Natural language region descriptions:
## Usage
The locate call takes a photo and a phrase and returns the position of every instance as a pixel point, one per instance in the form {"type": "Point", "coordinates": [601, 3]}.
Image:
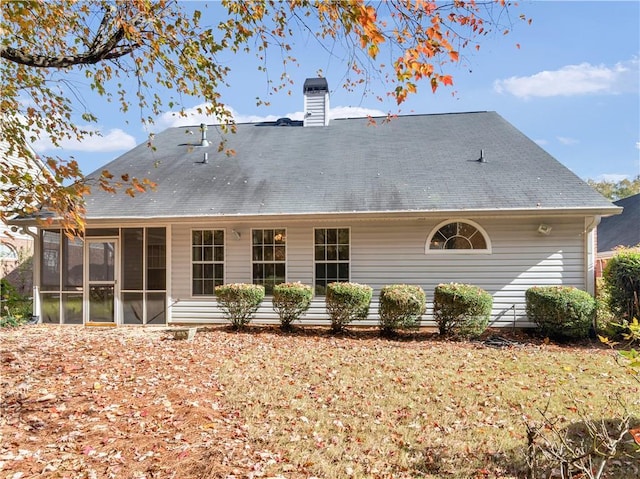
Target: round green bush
{"type": "Point", "coordinates": [461, 309]}
{"type": "Point", "coordinates": [401, 307]}
{"type": "Point", "coordinates": [239, 301]}
{"type": "Point", "coordinates": [561, 312]}
{"type": "Point", "coordinates": [622, 283]}
{"type": "Point", "coordinates": [290, 301]}
{"type": "Point", "coordinates": [347, 302]}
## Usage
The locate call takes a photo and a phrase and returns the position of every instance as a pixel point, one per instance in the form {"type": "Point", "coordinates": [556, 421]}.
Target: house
{"type": "Point", "coordinates": [620, 230]}
{"type": "Point", "coordinates": [419, 199]}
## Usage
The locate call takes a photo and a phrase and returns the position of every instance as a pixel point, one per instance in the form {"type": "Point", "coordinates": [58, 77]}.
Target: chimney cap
{"type": "Point", "coordinates": [315, 84]}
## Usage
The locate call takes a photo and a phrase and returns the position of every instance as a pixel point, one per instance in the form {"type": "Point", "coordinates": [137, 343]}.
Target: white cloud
{"type": "Point", "coordinates": [196, 115]}
{"type": "Point", "coordinates": [111, 140]}
{"type": "Point", "coordinates": [565, 140]}
{"type": "Point", "coordinates": [612, 177]}
{"type": "Point", "coordinates": [572, 80]}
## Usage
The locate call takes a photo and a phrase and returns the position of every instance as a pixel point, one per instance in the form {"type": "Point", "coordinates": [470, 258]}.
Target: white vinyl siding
{"type": "Point", "coordinates": [393, 251]}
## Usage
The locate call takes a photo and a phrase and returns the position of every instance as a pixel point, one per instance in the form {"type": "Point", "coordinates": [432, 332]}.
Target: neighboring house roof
{"type": "Point", "coordinates": [623, 229]}
{"type": "Point", "coordinates": [412, 163]}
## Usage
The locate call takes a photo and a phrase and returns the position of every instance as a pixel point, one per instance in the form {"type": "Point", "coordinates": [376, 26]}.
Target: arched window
{"type": "Point", "coordinates": [462, 236]}
{"type": "Point", "coordinates": [8, 252]}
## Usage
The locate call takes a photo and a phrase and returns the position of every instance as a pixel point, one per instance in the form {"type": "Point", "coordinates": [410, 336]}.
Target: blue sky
{"type": "Point", "coordinates": [572, 86]}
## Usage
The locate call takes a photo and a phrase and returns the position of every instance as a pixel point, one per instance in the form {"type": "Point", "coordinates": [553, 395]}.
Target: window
{"type": "Point", "coordinates": [331, 254]}
{"type": "Point", "coordinates": [207, 258]}
{"type": "Point", "coordinates": [269, 254]}
{"type": "Point", "coordinates": [8, 252]}
{"type": "Point", "coordinates": [458, 235]}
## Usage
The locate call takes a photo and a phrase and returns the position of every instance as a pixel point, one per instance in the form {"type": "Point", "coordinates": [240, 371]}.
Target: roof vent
{"type": "Point", "coordinates": [316, 102]}
{"type": "Point", "coordinates": [203, 130]}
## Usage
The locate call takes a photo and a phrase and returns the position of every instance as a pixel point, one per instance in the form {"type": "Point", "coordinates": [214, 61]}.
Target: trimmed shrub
{"type": "Point", "coordinates": [622, 283]}
{"type": "Point", "coordinates": [239, 301]}
{"type": "Point", "coordinates": [290, 301]}
{"type": "Point", "coordinates": [347, 302]}
{"type": "Point", "coordinates": [15, 308]}
{"type": "Point", "coordinates": [561, 312]}
{"type": "Point", "coordinates": [401, 306]}
{"type": "Point", "coordinates": [461, 309]}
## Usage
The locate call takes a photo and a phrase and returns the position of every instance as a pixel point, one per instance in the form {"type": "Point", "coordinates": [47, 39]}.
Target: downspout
{"type": "Point", "coordinates": [36, 315]}
{"type": "Point", "coordinates": [590, 254]}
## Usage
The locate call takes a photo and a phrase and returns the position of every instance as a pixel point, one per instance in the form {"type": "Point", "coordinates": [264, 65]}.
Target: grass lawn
{"type": "Point", "coordinates": [131, 402]}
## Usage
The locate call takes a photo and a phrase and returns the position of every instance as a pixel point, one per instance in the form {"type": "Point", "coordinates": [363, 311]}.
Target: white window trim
{"type": "Point", "coordinates": [8, 252]}
{"type": "Point", "coordinates": [436, 228]}
{"type": "Point", "coordinates": [286, 252]}
{"type": "Point", "coordinates": [224, 262]}
{"type": "Point", "coordinates": [313, 255]}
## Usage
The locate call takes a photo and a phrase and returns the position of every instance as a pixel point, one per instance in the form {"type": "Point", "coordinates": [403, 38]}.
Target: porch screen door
{"type": "Point", "coordinates": [101, 280]}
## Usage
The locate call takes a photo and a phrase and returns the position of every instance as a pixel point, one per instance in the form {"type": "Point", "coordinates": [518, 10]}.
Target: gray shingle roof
{"type": "Point", "coordinates": [623, 229]}
{"type": "Point", "coordinates": [412, 163]}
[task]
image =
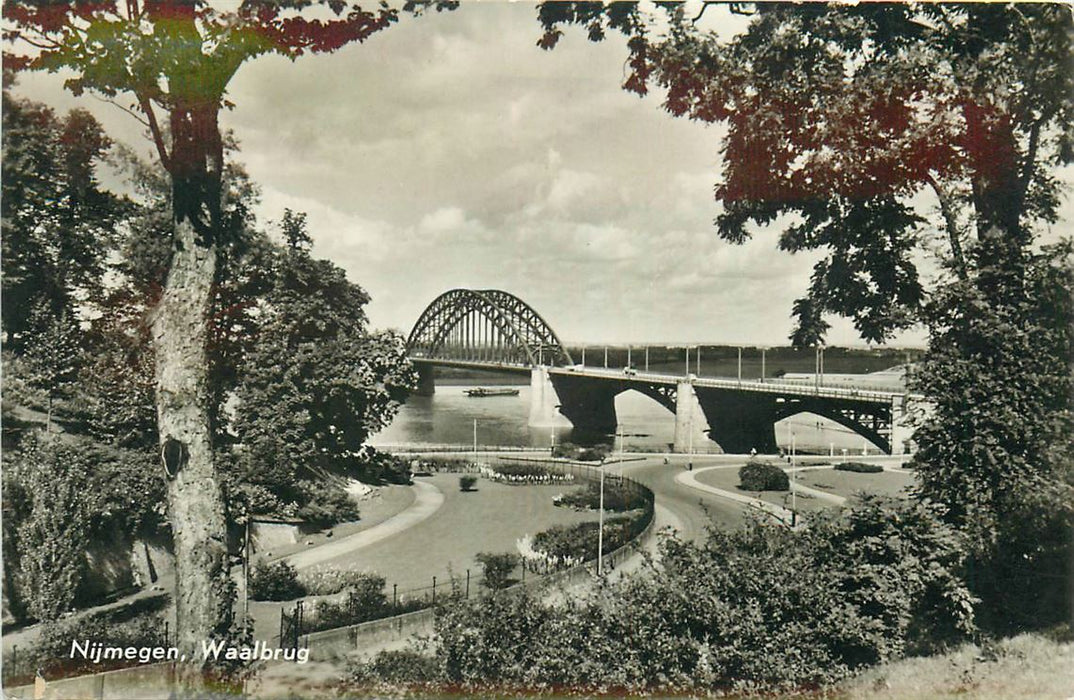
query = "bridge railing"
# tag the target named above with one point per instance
(767, 385)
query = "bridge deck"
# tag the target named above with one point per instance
(796, 388)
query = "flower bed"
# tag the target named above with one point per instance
(523, 475)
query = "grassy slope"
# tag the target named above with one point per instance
(1028, 666)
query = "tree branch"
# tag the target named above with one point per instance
(142, 121)
(952, 224)
(158, 136)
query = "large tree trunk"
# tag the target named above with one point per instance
(194, 497)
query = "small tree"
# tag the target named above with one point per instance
(278, 581)
(52, 539)
(497, 568)
(177, 59)
(762, 476)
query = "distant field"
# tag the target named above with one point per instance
(728, 480)
(846, 483)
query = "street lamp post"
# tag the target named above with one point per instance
(794, 475)
(600, 526)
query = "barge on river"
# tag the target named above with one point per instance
(480, 391)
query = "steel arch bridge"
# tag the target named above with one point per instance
(487, 326)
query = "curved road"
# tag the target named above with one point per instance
(694, 512)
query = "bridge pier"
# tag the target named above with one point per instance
(426, 383)
(688, 419)
(589, 405)
(543, 400)
(902, 432)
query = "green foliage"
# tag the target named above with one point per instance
(522, 470)
(58, 222)
(313, 382)
(756, 610)
(763, 476)
(404, 666)
(579, 542)
(59, 496)
(364, 600)
(796, 86)
(618, 496)
(324, 581)
(571, 451)
(277, 581)
(497, 568)
(860, 467)
(52, 537)
(381, 467)
(324, 502)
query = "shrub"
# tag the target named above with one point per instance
(324, 581)
(759, 610)
(382, 467)
(860, 467)
(521, 469)
(497, 568)
(619, 497)
(324, 502)
(570, 451)
(404, 666)
(763, 476)
(568, 543)
(364, 600)
(52, 651)
(277, 581)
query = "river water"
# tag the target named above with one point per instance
(449, 416)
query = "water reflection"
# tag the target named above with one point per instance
(449, 416)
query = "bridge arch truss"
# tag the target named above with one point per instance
(487, 326)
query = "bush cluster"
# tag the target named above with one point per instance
(523, 475)
(619, 497)
(579, 542)
(758, 610)
(364, 600)
(763, 476)
(497, 568)
(324, 581)
(859, 467)
(382, 467)
(140, 625)
(278, 581)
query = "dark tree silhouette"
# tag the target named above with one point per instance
(174, 59)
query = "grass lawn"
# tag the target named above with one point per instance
(382, 504)
(846, 483)
(490, 519)
(727, 479)
(1028, 666)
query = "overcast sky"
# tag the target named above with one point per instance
(450, 151)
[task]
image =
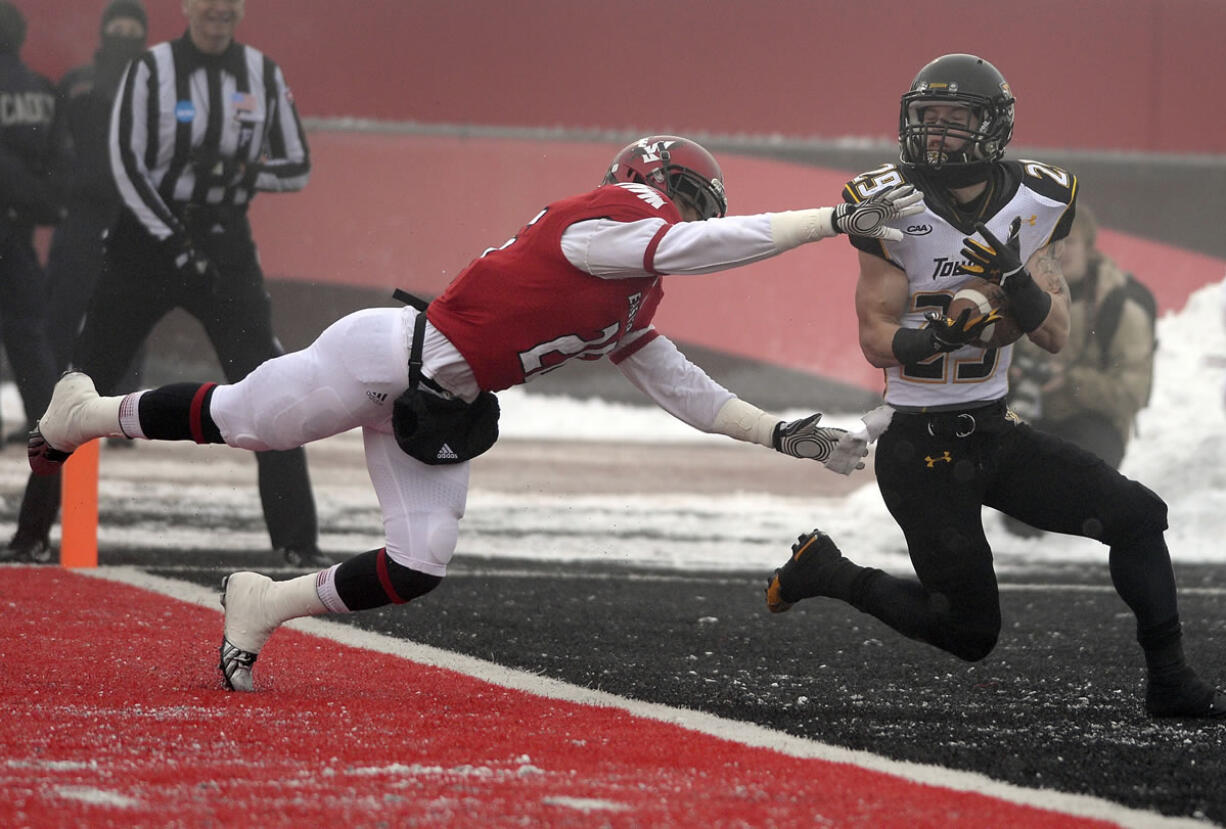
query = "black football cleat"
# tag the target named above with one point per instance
(1191, 699)
(808, 573)
(305, 557)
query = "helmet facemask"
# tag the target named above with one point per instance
(665, 163)
(969, 84)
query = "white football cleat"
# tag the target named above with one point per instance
(248, 627)
(75, 416)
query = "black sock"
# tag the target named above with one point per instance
(1164, 651)
(374, 579)
(179, 412)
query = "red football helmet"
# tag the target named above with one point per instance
(677, 167)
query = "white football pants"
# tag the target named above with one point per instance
(346, 379)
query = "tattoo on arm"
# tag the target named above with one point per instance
(1045, 266)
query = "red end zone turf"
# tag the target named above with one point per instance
(114, 716)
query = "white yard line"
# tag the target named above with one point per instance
(741, 732)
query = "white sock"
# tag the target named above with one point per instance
(293, 599)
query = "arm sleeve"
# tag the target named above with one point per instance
(28, 195)
(1123, 385)
(286, 163)
(673, 383)
(612, 249)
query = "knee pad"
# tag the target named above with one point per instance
(969, 633)
(1138, 513)
(373, 579)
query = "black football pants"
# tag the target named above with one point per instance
(937, 472)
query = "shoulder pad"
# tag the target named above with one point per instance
(874, 180)
(1046, 179)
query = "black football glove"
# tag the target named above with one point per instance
(953, 334)
(996, 261)
(804, 438)
(868, 217)
(194, 266)
(1029, 304)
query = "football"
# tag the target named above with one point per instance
(981, 297)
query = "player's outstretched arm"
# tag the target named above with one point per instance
(658, 369)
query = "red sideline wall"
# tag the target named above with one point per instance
(1142, 75)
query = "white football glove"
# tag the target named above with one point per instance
(806, 439)
(868, 217)
(850, 451)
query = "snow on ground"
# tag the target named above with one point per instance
(1180, 451)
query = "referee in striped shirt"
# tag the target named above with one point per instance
(199, 126)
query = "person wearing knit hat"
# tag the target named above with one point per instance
(185, 171)
(12, 28)
(83, 101)
(126, 10)
(28, 198)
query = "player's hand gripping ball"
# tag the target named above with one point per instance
(983, 298)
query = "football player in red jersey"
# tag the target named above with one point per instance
(948, 444)
(581, 280)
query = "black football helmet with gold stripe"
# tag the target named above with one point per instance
(956, 80)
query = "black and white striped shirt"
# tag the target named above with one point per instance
(196, 129)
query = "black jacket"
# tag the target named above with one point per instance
(28, 157)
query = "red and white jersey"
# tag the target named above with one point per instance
(538, 301)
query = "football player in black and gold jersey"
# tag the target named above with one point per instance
(948, 445)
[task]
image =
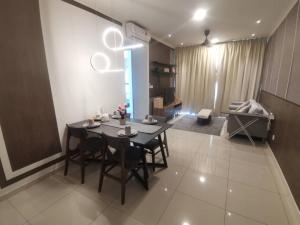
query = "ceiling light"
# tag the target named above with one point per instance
(202, 179)
(215, 40)
(200, 14)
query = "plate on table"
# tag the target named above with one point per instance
(98, 119)
(121, 133)
(145, 121)
(116, 117)
(94, 125)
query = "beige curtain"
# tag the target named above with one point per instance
(235, 67)
(196, 75)
(239, 71)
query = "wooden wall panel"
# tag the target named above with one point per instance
(294, 83)
(160, 53)
(287, 53)
(27, 114)
(271, 44)
(286, 144)
(284, 100)
(266, 68)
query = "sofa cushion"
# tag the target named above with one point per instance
(245, 109)
(243, 105)
(256, 108)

### Exercise aim
Identify each line in the entries with the word "black" and copy it.

### Result
query = "black football cleat"
query = "black sock"
query = "black football pants"
query = "black football glove"
query = "black football helmet with gold stripe"
query = "black and white striped shirt"
query = "black jacket"
query = "football player in black and gold jersey"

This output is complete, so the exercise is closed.